**GIVEN PROBLEM**
How many lines in the rows below contain the word "window"? Reply with the number alone.

**AVAILABLE DATA**
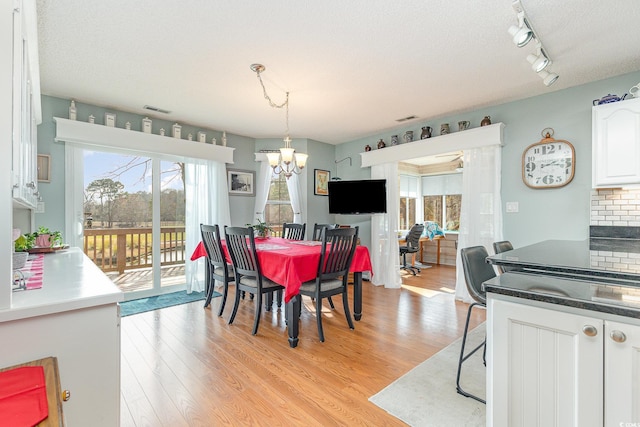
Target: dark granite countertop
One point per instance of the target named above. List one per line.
(584, 294)
(614, 261)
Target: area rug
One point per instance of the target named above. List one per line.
(141, 305)
(426, 395)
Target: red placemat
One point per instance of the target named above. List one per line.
(34, 271)
(23, 396)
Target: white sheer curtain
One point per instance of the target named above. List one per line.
(295, 195)
(481, 211)
(207, 202)
(385, 258)
(262, 189)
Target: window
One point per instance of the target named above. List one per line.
(278, 209)
(442, 198)
(408, 197)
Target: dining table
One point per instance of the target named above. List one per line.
(290, 263)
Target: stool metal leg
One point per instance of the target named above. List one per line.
(464, 357)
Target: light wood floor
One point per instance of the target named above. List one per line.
(184, 366)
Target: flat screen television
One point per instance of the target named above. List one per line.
(367, 196)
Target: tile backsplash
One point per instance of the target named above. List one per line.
(615, 208)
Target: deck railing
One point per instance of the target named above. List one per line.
(120, 249)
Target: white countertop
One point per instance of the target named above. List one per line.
(71, 281)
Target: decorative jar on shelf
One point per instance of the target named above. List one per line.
(426, 132)
(408, 136)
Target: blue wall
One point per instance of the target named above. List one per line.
(561, 213)
(242, 208)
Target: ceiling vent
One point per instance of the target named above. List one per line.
(156, 109)
(404, 119)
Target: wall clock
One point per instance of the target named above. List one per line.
(549, 163)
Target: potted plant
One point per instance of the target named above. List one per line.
(261, 229)
(23, 243)
(46, 238)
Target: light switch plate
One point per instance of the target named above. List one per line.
(512, 207)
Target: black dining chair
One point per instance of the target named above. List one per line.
(500, 247)
(317, 230)
(217, 265)
(338, 247)
(248, 274)
(293, 231)
(476, 272)
(412, 246)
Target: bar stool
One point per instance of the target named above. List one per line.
(476, 272)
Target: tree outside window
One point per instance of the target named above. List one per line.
(278, 209)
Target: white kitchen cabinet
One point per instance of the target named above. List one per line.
(622, 374)
(556, 368)
(75, 318)
(26, 104)
(616, 144)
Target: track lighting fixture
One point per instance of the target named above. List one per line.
(539, 61)
(522, 34)
(548, 78)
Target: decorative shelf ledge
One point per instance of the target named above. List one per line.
(138, 142)
(471, 138)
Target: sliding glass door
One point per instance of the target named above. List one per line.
(134, 221)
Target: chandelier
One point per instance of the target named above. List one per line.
(286, 161)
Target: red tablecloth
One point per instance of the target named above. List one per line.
(291, 262)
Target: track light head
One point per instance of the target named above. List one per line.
(522, 33)
(538, 62)
(548, 78)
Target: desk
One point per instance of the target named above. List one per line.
(293, 262)
(424, 239)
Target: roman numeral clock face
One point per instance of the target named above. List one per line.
(549, 163)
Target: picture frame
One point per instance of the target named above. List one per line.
(44, 168)
(241, 182)
(321, 180)
(146, 125)
(110, 120)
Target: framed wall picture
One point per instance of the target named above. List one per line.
(321, 182)
(241, 182)
(44, 168)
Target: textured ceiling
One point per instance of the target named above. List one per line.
(352, 67)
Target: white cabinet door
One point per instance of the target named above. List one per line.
(622, 374)
(616, 144)
(544, 369)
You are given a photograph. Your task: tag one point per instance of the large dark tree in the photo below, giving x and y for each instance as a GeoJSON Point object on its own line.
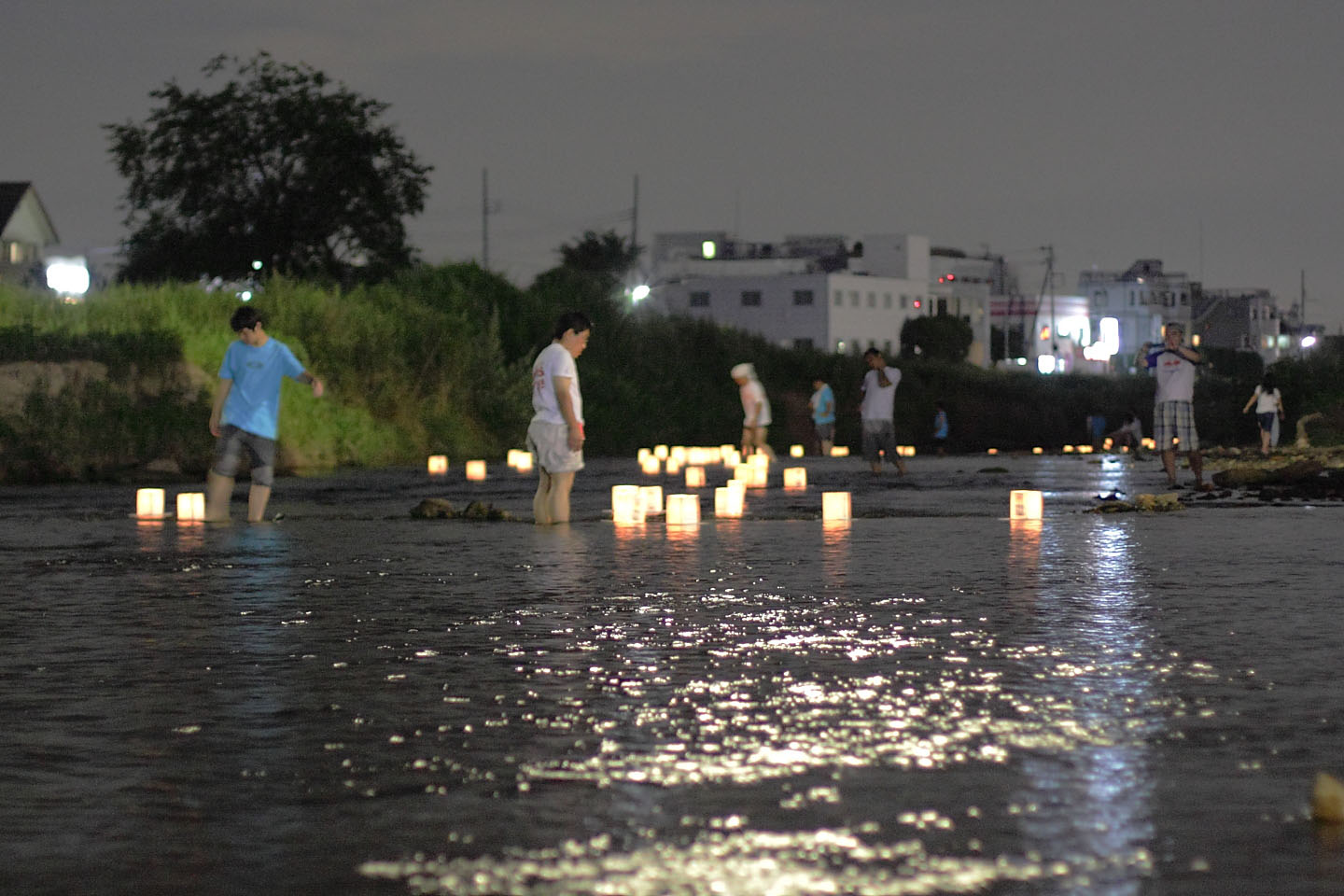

**ANSWER IN FULL**
2